◆ **Consegne**:
1. Puoi riassumere in due frasi l'articolo su Ocalan?
2. Riscrivi sotto forma di elenco il paragrafo dell'articolo su Ocalan che comincia con «Lo scorso 23 ottobre», conservandone i fatti principali.
3. Come proseguiresti l'articolo su Ocalan dopo l'ultima frase riportata?

◆ **Estratto del documento**:
Yesterday's Papers: Ochalan è vivo! ma anche Erdogan di Michela Arricale
Prima di tutto, la grande notizia: Ocalan è vivo!
Finalmente qualcuno ha potuto incontrarlo: si tratta del nipote Omer, deputato per il DEM Party, il nuovo partito filo-curdo nato dopo la dissoluzione per legge dell’HDP, avvenuta due anni fa.
Lo scorso 23 ottobre, dopo quattro anni di totale isolamento, si è aperto finalmente uno spiraglio che ha fatto esplodere di gioia il cuore di tutti noi. Ocalan è vivo! È lucido! E ha voluto consegnare un messaggio al mondo: è pronto a giocare il proprio ruolo nella trasformazione democratica in Medio Oriente.
Ha affermato, -cito- “ho il potere teorico e pratico di spostare questo processo dal terreno del conflitto e della violenza al piano legale e politico”.
Forse questa dichiarazione si riferisce anche all’attacco armato di mercoledì scorso contro la sede della società aerospaziale turca TUSAŞ, rivendicato dall’HPG, la Forza di Difesa del Popolo, ala militare del PKK, il Partito dei Lavoratori del Kurdistan.
Nel comunicato, l’HPG ha sottolineato che l’operazione era “pianificata da tempo” e non avrebbe avuto alcuna relazione con l’agenda politica discussa in Turchia nell’ultimo mese.
Ci si potrebbe riferire anche a quella strana uscita in Parlamento di Devlet Bahçeli, capo del MHP, il partito ultranazionalista turco di estrema destra, il quale, rompendo il tabù associato al nome del leader curdo, lo ha evocato ad alta voce durante una discussione parlamentare, invitandolo addirittura a dichiarare lo scioglimento del PKK.
Ocalan, a comparire? Come se non fosse isolato nel mare di Marmara da 25 anni. Fino a mercoledì scorso, non sapevamo nemmeno se fosse davvero ancora vivo.
Ricapitoliamo:
• Martedì: il capo della destra nazionalista turca “sfida pubblicamente” Ocalan.
• Mercoledì: visita ad Ocalan da parte del nipote Omer, che è anche deputato.
• Lo stesso giorno, l’attentato rivendicato dal PKK, che pretende di mettere la parola fine alle voci sulla possibilità di un nuovo processo di pace con i curdi, di cui la visita sembrava una prova.

◆ **Voci del dataset**:
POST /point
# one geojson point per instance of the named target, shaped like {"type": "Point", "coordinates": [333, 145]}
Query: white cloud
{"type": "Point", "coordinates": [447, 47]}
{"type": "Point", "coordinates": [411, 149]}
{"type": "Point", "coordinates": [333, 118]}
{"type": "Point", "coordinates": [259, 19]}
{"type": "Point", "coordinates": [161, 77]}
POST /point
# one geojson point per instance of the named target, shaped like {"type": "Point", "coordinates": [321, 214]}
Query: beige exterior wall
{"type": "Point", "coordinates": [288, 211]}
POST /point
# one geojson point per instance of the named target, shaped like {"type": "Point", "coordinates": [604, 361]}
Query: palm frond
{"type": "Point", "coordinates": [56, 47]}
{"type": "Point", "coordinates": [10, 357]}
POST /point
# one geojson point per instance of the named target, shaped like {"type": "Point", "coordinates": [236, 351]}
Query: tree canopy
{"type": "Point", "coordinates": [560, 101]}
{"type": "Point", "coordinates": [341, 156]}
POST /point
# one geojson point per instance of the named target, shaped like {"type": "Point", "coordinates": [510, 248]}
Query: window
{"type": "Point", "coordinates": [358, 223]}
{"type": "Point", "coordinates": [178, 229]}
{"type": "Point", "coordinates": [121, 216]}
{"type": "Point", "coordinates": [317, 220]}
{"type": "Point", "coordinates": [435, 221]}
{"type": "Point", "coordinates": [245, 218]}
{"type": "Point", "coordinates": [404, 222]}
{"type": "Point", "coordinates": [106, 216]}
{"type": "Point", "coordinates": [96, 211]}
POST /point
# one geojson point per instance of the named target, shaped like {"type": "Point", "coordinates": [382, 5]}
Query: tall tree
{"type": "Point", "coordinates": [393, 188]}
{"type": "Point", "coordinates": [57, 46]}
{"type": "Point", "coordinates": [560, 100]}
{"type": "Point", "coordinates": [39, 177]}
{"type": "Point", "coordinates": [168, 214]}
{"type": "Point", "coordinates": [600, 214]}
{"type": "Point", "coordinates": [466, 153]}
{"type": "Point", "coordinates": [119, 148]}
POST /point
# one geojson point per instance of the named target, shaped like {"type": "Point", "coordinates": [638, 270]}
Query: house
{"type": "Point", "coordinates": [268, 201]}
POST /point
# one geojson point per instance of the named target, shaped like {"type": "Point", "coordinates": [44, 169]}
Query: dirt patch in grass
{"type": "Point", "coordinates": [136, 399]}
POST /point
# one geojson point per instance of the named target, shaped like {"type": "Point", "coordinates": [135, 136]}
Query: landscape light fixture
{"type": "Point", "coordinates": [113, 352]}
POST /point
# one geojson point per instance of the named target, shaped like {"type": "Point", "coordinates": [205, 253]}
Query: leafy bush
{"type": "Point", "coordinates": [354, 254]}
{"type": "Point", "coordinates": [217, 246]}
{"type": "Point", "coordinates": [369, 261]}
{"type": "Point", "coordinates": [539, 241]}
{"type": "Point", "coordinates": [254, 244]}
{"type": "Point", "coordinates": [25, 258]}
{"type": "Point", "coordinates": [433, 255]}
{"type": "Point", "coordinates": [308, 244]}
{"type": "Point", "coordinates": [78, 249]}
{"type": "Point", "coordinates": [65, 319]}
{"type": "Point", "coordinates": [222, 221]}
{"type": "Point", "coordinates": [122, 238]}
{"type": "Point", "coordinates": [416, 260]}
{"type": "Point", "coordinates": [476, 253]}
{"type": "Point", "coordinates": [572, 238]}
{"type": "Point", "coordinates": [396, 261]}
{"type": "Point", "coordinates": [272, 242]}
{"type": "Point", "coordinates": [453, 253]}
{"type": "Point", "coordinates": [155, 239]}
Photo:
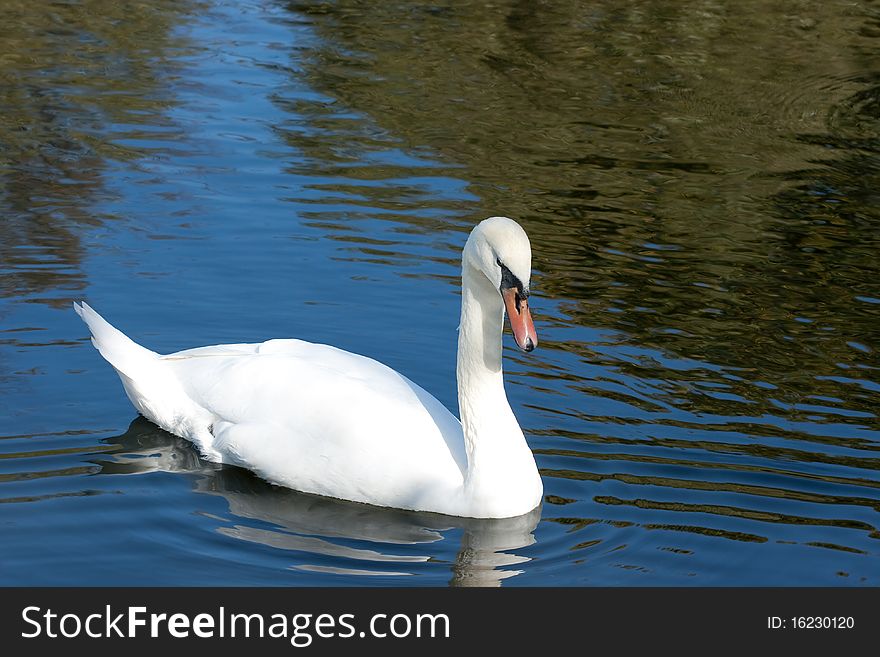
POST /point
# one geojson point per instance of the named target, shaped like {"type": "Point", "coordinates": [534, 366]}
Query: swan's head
{"type": "Point", "coordinates": [499, 248]}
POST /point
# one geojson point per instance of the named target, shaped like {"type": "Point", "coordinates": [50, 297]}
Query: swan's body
{"type": "Point", "coordinates": [325, 421]}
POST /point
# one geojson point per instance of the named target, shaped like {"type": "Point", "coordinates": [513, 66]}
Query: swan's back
{"type": "Point", "coordinates": [319, 419]}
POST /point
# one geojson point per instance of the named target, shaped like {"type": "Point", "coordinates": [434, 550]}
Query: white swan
{"type": "Point", "coordinates": [325, 421]}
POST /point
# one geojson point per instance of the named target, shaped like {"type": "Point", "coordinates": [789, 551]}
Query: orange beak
{"type": "Point", "coordinates": [520, 319]}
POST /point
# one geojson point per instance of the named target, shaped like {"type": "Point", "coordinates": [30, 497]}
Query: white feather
{"type": "Point", "coordinates": [325, 421]}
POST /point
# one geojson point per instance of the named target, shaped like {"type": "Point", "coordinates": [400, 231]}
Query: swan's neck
{"type": "Point", "coordinates": [498, 455]}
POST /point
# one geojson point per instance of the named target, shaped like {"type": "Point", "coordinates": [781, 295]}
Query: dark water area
{"type": "Point", "coordinates": [700, 185]}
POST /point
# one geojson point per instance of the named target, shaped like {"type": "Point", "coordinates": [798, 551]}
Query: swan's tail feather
{"type": "Point", "coordinates": [123, 353]}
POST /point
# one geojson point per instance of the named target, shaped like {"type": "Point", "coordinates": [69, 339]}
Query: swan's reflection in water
{"type": "Point", "coordinates": [308, 524]}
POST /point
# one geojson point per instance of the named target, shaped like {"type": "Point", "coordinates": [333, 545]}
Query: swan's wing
{"type": "Point", "coordinates": [318, 408]}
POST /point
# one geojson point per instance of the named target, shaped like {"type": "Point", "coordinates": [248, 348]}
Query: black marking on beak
{"type": "Point", "coordinates": [509, 281]}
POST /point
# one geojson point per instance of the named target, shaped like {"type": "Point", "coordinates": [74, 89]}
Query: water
{"type": "Point", "coordinates": [700, 187]}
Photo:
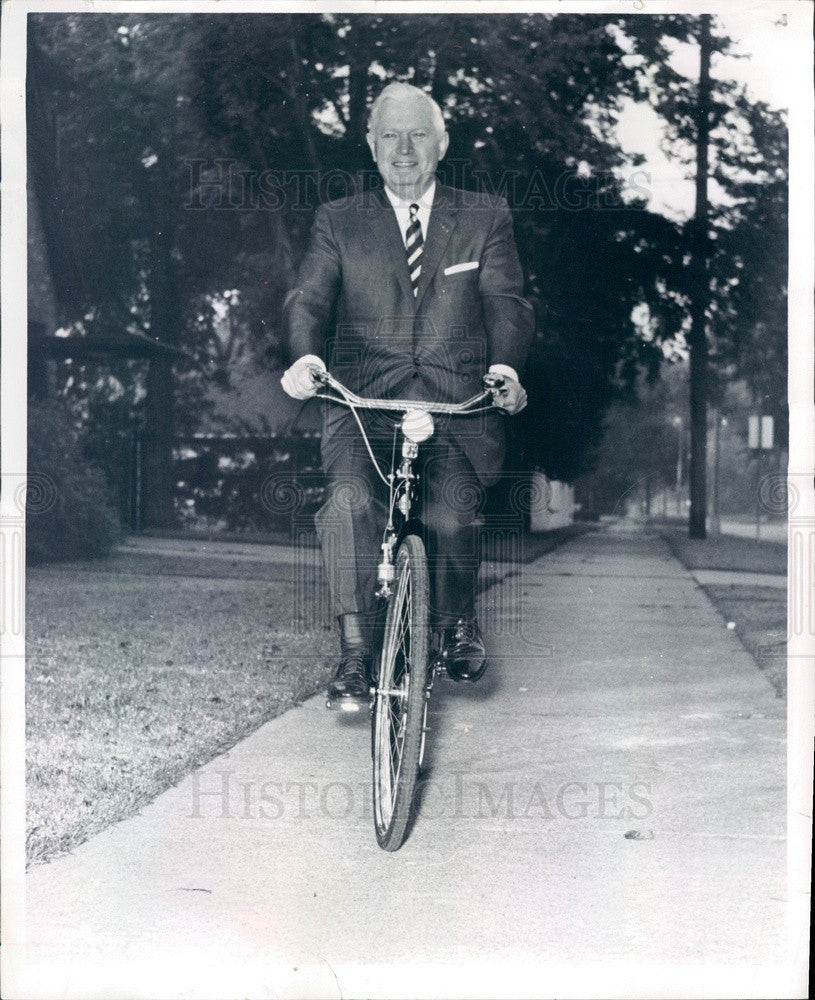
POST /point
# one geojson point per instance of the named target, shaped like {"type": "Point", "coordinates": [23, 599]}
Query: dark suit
{"type": "Point", "coordinates": [354, 283]}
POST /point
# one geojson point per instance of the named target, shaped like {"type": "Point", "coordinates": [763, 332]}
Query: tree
{"type": "Point", "coordinates": [730, 137]}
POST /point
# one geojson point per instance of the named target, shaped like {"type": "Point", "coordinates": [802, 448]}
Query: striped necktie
{"type": "Point", "coordinates": [413, 247]}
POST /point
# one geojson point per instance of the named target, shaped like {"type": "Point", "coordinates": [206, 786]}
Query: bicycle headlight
{"type": "Point", "coordinates": [417, 426]}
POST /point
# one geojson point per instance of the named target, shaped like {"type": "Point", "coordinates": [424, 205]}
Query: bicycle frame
{"type": "Point", "coordinates": [401, 480]}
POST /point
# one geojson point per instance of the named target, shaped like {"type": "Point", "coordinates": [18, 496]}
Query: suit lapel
{"type": "Point", "coordinates": [439, 230]}
{"type": "Point", "coordinates": [389, 241]}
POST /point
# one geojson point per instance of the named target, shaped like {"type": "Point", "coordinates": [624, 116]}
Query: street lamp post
{"type": "Point", "coordinates": [677, 422]}
{"type": "Point", "coordinates": [715, 522]}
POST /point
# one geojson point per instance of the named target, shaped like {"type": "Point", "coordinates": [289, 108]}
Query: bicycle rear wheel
{"type": "Point", "coordinates": [401, 695]}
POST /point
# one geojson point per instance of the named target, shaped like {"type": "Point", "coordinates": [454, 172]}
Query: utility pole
{"type": "Point", "coordinates": [700, 294]}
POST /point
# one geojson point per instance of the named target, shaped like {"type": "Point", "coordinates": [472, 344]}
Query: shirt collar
{"type": "Point", "coordinates": [426, 201]}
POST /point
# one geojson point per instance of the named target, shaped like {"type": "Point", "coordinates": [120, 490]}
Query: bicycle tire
{"type": "Point", "coordinates": [401, 695]}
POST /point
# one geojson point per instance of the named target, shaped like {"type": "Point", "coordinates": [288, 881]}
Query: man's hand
{"type": "Point", "coordinates": [297, 380]}
{"type": "Point", "coordinates": [512, 397]}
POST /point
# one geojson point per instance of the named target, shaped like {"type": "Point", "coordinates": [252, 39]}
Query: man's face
{"type": "Point", "coordinates": [406, 146]}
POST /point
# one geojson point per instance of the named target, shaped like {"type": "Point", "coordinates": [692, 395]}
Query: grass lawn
{"type": "Point", "coordinates": [134, 680]}
{"type": "Point", "coordinates": [759, 613]}
{"type": "Point", "coordinates": [143, 667]}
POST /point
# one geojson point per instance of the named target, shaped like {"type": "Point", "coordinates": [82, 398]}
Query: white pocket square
{"type": "Point", "coordinates": [470, 265]}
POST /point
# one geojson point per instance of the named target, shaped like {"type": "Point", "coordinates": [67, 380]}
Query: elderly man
{"type": "Point", "coordinates": [421, 287]}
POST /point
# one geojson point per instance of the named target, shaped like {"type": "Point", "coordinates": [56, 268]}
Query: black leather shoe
{"type": "Point", "coordinates": [463, 651]}
{"type": "Point", "coordinates": [351, 683]}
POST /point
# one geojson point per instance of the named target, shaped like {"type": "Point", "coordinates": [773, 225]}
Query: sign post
{"type": "Point", "coordinates": [760, 436]}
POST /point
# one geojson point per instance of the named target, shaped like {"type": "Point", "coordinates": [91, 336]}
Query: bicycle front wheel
{"type": "Point", "coordinates": [401, 694]}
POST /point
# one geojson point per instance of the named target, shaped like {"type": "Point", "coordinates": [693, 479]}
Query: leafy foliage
{"type": "Point", "coordinates": [194, 148]}
{"type": "Point", "coordinates": [76, 519]}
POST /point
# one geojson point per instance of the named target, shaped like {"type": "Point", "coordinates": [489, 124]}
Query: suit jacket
{"type": "Point", "coordinates": [353, 305]}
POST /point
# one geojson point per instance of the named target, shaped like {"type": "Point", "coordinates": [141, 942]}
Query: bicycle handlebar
{"type": "Point", "coordinates": [494, 386]}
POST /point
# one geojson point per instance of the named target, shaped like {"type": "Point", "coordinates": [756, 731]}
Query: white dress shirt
{"type": "Point", "coordinates": [402, 209]}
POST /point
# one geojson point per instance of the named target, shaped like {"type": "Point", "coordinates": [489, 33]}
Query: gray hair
{"type": "Point", "coordinates": [399, 91]}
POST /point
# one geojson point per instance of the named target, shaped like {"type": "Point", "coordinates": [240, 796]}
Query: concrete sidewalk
{"type": "Point", "coordinates": [612, 794]}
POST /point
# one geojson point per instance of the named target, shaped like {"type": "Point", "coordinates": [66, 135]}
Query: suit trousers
{"type": "Point", "coordinates": [351, 523]}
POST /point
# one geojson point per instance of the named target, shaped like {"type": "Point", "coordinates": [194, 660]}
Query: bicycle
{"type": "Point", "coordinates": [403, 667]}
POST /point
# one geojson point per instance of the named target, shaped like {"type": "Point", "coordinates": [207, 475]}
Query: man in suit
{"type": "Point", "coordinates": [422, 288]}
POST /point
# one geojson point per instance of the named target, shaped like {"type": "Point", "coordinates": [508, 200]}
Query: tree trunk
{"type": "Point", "coordinates": [165, 324]}
{"type": "Point", "coordinates": [700, 296]}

◆ **Le risposte**:
1. Il 23 ottobre, dopo quattro anni di isolamento totale, Ocalan ha ricevuto la visita del nipote Omer, deputato del DEM Party, e ha fatto sapere di essere pronto a giocare il proprio ruolo nella trasformazione democratica in Medio Oriente. La visita è arrivata il giorno dopo che Devlet Bahçeli, capo del MHP, lo aveva evocato in Parlamento invitandolo a dichiarare lo scioglimento del PKK, e lo stesso giorno dell'attacco armato contro la sede della TUSAŞ rivendicato dall'HPG.

2.
- 23 ottobre: dopo quattro anni di isolamento totale si apre uno spiraglio.
- Ocalan è vivo e lucido.
- Vuole consegnare un messaggio al mondo: è pronto a giocare il proprio ruolo nella trasformazione democratica in Medio Oriente.

3.
È solo una visita di pochi minuti; l’isolamento continua. Tuttavia, è strano.
Bahçeli e il suo partito, ultranazionalisti con una visione monolitica dello Stato, sono stati storicamente i più grandi oppositori di qualsiasi tipo di dialogo e negoziazione con i curdi.
Molto influente nell’opinione pubblica, Bahçeli ha spesso dichiarato che anche solo pronunciare il nome del leader curdo dovrebbe essere considerato un affronto alla nazione e che l'idea stessa di un dialogo con lui è inaccettabile.
Inoltre, Bahçeli è un alleato fondamentale di Erdogan. Questo strano invito pubblico di Bahçeli a Ocalan di sciogliere il PKK rompe quindi un tabù non solo per la politica turca contemporanea in generale, ma anche per lo stesso MHP in particolare, il che lascia pensare a una mossa calcolata e strategica.
Che cosa è cambiato? Che cosa gli ha fatto cambiare idea?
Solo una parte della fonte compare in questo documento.